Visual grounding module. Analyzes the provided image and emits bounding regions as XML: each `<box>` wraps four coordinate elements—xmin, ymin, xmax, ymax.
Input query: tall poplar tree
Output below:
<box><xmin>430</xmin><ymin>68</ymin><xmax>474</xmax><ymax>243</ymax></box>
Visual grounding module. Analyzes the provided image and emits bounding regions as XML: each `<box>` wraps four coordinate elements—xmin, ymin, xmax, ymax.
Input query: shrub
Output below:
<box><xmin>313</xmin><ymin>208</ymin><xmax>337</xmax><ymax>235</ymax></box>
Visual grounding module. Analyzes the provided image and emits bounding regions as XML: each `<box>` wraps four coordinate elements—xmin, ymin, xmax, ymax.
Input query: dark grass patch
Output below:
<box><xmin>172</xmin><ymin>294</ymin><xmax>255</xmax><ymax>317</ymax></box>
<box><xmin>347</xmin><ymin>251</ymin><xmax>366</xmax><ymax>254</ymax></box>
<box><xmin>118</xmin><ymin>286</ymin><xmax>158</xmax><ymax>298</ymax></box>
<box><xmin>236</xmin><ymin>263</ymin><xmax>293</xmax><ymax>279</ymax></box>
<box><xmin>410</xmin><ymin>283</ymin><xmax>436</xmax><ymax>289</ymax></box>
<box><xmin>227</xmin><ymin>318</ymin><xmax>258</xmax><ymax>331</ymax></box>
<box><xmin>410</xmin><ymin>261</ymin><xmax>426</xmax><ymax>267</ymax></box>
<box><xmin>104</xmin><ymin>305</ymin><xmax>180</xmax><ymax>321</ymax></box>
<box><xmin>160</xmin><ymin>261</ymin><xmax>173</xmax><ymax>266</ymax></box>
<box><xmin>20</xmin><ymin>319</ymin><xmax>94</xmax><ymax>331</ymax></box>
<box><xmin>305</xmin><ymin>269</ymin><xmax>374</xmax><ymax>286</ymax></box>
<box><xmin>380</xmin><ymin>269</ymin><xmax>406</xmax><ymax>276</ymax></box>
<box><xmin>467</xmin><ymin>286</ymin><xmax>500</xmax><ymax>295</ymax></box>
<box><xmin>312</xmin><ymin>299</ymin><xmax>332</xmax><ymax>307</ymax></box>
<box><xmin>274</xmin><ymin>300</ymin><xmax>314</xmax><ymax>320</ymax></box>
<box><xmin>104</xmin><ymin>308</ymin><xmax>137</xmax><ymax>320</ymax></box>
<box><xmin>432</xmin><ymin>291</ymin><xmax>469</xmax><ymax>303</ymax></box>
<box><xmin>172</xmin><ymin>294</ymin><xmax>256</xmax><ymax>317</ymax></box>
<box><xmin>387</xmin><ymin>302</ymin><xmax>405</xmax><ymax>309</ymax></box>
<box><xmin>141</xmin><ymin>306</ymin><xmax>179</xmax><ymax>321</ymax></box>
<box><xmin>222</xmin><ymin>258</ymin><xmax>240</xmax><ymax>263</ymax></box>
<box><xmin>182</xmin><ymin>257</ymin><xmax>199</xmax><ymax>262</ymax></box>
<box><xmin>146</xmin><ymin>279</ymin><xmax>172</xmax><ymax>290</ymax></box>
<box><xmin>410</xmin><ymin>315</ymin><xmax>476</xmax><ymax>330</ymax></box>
==============================
GIVEN TASK
Pick out every line of the listing above that contains the string "query", matching its case exactly.

RESPONSE TO THIS TASK
Input query: tall poplar tree
Input query: shrub
Input query: dark grass patch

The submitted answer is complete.